## Work to do
Count the lines in the material below that contain the string "facade", treating uppercase and lowercase letters as different. Give only the number.

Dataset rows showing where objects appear
▽

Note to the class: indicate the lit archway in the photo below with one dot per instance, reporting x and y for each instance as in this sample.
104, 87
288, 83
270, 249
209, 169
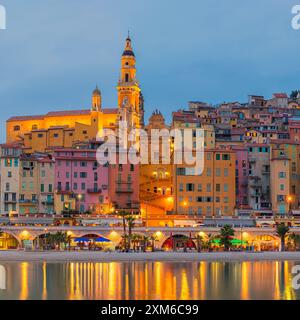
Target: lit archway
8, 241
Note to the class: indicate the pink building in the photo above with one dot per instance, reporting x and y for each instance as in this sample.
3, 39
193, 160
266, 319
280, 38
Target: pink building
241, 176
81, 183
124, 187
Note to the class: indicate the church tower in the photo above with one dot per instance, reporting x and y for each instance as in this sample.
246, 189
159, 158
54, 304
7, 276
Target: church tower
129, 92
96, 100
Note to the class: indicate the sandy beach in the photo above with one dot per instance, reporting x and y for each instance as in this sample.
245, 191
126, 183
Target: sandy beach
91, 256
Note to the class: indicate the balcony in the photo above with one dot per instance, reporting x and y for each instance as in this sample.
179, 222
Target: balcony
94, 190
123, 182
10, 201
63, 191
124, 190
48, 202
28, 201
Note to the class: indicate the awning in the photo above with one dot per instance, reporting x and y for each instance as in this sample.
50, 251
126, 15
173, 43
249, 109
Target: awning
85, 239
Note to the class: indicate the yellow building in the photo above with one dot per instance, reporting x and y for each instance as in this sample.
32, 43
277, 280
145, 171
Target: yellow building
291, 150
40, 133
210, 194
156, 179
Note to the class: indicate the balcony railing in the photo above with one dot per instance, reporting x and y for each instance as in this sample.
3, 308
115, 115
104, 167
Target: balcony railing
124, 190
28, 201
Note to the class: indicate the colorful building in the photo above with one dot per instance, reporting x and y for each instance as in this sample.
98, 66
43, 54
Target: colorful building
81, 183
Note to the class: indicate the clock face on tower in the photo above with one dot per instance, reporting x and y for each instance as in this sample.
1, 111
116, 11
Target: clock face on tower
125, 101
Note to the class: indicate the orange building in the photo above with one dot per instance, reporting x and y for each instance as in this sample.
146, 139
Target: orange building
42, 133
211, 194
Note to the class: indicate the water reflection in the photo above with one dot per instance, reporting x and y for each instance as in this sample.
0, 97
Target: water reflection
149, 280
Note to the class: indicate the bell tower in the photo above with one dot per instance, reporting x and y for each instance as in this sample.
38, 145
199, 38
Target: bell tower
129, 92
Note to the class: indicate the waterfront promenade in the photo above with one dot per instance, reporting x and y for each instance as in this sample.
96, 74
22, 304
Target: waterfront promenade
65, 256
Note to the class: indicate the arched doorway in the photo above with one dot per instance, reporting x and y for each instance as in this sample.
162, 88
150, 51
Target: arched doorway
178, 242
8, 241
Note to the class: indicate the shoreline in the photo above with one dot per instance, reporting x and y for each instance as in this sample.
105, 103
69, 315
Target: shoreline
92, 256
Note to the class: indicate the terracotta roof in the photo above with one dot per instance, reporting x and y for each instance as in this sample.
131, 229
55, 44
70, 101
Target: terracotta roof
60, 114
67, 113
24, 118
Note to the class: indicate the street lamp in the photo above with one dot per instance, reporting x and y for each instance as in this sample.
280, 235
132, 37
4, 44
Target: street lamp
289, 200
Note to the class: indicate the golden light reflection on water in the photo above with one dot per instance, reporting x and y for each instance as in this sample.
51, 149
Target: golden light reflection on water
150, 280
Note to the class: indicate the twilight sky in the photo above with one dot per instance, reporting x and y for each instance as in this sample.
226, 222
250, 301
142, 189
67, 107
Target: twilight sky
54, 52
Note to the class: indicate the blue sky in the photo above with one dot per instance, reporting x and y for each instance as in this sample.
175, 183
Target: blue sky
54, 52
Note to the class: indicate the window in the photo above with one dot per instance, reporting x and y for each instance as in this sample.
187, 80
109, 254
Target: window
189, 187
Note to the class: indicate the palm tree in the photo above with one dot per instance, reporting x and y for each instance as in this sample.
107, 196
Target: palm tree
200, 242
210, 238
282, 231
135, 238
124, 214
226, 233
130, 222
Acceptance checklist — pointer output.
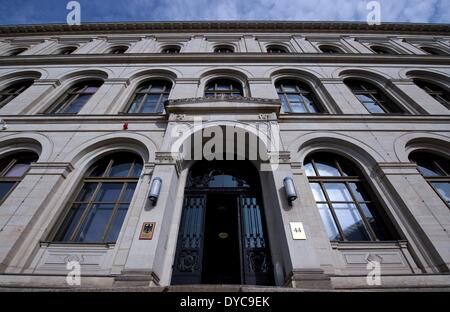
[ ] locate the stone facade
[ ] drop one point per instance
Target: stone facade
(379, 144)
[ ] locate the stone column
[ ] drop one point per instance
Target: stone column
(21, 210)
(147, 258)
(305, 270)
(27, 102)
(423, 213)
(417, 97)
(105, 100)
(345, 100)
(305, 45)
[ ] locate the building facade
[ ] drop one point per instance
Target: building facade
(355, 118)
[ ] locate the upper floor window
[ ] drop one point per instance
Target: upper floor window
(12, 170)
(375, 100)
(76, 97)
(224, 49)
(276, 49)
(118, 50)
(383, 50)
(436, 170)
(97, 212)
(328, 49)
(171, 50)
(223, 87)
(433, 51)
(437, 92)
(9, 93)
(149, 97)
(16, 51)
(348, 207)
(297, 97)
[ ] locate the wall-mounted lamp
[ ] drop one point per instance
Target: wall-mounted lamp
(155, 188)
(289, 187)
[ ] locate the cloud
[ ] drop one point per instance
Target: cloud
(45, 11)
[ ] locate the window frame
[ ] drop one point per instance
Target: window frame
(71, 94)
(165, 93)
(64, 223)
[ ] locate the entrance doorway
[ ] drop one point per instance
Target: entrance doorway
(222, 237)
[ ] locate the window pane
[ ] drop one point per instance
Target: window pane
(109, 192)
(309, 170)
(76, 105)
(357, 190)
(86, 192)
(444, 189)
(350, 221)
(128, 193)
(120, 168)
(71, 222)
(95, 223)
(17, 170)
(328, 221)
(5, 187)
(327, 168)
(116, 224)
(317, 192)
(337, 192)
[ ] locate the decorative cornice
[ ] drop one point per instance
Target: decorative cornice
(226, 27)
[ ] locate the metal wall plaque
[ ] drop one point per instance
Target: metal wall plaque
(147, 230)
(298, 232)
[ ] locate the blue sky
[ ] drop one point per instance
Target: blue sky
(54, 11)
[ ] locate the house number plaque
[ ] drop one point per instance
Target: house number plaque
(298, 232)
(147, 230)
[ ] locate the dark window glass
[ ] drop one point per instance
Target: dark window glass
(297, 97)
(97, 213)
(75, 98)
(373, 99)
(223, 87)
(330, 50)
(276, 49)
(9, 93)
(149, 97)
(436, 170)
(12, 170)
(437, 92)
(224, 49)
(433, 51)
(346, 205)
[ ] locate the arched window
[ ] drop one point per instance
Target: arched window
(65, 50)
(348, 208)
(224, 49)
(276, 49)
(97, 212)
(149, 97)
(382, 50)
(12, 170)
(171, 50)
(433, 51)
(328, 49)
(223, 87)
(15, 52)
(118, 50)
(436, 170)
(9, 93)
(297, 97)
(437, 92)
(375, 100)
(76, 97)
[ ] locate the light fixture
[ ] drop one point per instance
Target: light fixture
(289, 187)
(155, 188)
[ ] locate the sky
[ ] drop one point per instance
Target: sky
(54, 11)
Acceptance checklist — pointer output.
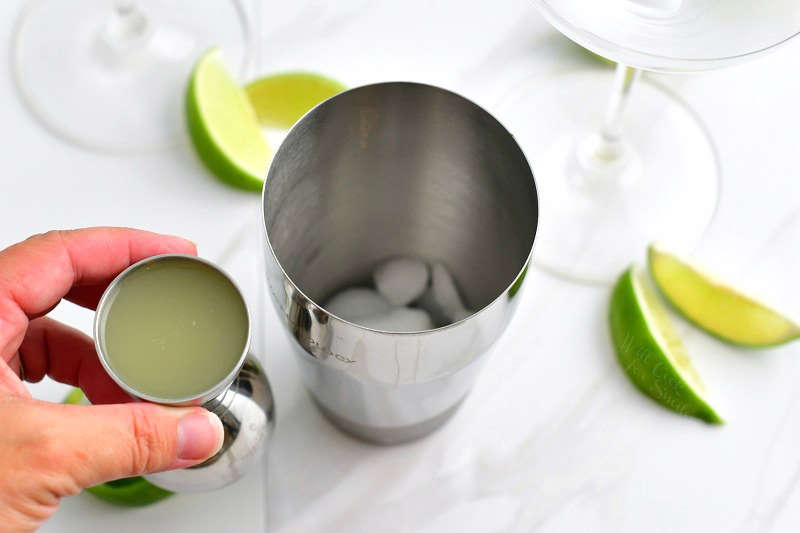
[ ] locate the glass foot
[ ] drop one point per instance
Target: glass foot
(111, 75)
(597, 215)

△
▽

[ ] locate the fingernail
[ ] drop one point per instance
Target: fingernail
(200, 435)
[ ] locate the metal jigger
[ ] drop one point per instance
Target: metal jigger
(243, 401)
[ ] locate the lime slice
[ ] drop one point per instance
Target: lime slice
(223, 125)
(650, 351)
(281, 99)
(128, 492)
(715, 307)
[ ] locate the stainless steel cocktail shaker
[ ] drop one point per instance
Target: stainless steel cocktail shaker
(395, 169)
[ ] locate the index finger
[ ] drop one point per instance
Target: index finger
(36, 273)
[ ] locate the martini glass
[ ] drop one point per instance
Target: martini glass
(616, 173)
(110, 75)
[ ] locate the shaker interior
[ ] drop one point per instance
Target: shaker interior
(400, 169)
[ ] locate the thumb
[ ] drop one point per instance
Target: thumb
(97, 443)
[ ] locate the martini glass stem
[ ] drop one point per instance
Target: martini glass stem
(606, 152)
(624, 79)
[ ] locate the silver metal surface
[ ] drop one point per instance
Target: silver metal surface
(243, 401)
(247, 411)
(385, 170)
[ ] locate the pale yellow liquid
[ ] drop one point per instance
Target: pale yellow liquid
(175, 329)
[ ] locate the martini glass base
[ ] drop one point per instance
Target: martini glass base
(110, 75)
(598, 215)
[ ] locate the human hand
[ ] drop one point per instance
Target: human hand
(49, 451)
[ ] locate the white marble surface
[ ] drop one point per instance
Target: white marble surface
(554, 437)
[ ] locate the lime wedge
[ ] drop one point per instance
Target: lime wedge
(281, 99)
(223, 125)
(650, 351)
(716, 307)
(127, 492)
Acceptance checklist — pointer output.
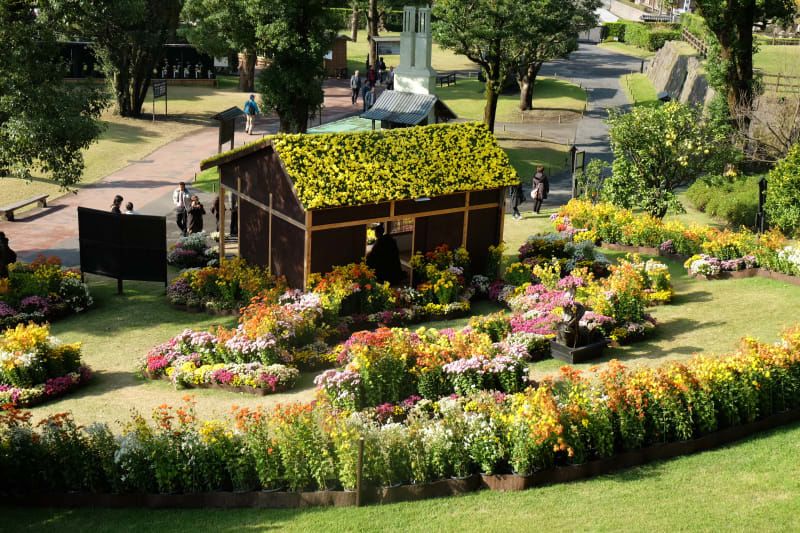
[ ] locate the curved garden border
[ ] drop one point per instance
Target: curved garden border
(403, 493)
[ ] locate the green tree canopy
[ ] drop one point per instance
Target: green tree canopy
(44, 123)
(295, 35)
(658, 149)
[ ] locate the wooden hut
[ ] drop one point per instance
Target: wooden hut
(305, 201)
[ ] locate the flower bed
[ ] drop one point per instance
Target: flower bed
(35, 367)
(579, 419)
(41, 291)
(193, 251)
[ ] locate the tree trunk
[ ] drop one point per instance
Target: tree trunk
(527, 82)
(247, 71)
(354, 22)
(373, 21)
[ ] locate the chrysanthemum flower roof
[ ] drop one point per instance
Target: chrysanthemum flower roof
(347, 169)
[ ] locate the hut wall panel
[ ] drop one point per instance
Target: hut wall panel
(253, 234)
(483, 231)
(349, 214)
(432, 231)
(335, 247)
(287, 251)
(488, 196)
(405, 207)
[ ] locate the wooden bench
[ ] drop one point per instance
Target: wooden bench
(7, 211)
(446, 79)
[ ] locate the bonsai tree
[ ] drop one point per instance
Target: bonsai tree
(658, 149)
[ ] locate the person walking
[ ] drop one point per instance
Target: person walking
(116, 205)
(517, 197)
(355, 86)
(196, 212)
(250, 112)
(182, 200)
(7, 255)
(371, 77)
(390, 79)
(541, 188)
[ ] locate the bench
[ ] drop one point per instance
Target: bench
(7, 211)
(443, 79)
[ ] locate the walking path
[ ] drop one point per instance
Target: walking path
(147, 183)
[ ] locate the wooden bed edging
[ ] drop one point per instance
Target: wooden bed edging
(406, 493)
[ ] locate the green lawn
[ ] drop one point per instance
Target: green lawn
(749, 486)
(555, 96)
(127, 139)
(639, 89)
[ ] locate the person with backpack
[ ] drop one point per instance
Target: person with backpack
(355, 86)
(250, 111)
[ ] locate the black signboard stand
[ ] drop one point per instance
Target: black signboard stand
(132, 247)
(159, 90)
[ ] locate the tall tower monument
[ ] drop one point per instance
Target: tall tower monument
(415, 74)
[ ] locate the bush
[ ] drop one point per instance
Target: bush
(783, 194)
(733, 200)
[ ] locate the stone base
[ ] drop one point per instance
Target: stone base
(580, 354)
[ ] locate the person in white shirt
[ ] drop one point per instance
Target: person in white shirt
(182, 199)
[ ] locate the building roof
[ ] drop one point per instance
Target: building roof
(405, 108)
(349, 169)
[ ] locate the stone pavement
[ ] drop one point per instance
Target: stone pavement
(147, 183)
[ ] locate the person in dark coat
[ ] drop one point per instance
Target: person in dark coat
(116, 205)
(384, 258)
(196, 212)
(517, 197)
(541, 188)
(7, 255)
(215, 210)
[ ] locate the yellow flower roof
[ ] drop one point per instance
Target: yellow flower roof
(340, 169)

△

## Answer to this problem
4